### Document

────────

Perl 6 Design Team Minutes for 07 February 2007

davorg on 2007-02-16T09:24:00

The Perl 6 Design team met via phone on 07 February 2007. Larry, Damian, Allison, Jesse, Nicholas, and chromatic attended. These are the notes.

Larry:

  • working on one thing
  • a standard grammar for Perl 6, written in Perl 6
  • not in a subset of Perl 6
  • but what I want the eventual grammar to look like
  • the real thing
  • give people who are trying to bootstrap a target to aim for
  • I have almost 1500 lines
  • it's a good majority of the syntax we have already
  • still a few things that I need to whack into it and think through
  • efficient dispatch of created-on-the-fly sublanguage parsers
  • every different quote modifier basically creates a different language
  • we don't want that leaking up into the higher layers such that switching to a different quote type means that you have to recalculate the entire grammar
  • that would be slow!

c:

  • did you benchmark that?

Larry:

  • it doesn't even parse yet
  • hopefully we can get it there in the next week or two
  • then we can think about running it
  • have not thought about leaving anything out for the sake of the bootstrap version
  • intended to be full Perl 6

Allison:

  • it has features that don't exist in an implementation?

────────

### Tasks and exercises
(1) In the Perl 6 meeting minutes, how many lines does Larry say his grammar has so far?
(2) Carry on the Perl 6 meeting minutes from the last line shown.
The listing isn't needed for any of this.

### Material
────────

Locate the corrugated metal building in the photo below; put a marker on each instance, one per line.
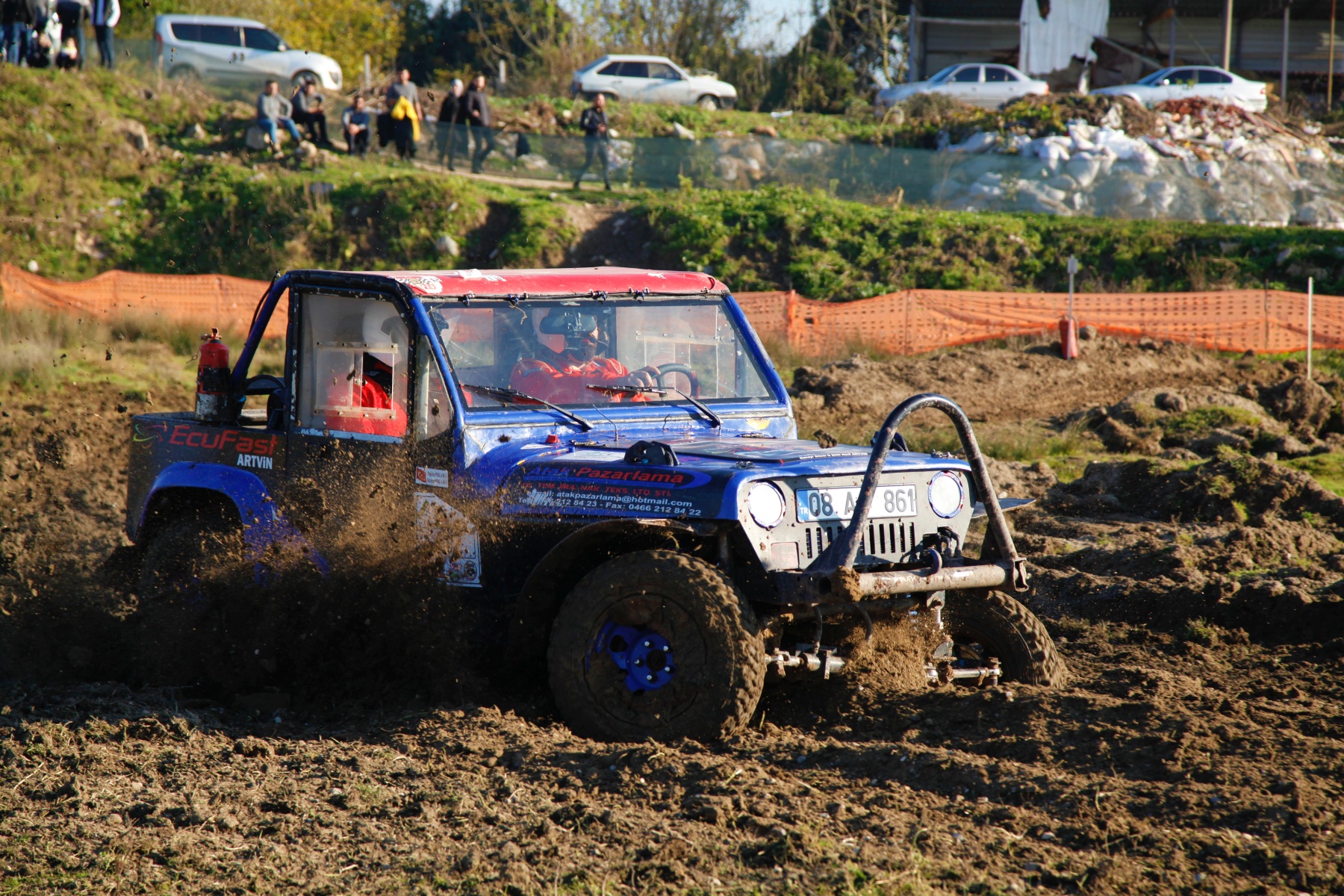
(947, 33)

────────

### Responses by task
(1) Almost 1500 lines.

(2)
Larry:

  • a couple of things
  • none of the rule engines do longest token multi-dispatch to rules
  • I am attempting to order the rules such that ordered dispatch will probably parse
  • it's a subset of programs that will parse correctly
  • we can get a long way with that
  • that little sop helps to bootstrap
  • it's also pure to the extent possible
  • no action statements
  • null actions on matches
  • there's a comment on each to mark that stub
  • it's useful to verify that something parses as Perl 6
  • or you can pre-parse it and insert actions into it
  • hope that will allow all of the different engine parsers to work from the same syntax
  • it's a lot of fun
  • also a lot of hard thinking
  • trying to get heredocs the way they ought to be is an interesting challenge
  • one-pass parsing with whitespace dwimmery is tricky
  • also did a little work on the syntax highlighting for Vim for Perl 6

Damian:

  • excellent work!
  • it's a huge project in itself
  • I'm re-evaluating the last few diffs to the Synopses
  • so that's where they've come from!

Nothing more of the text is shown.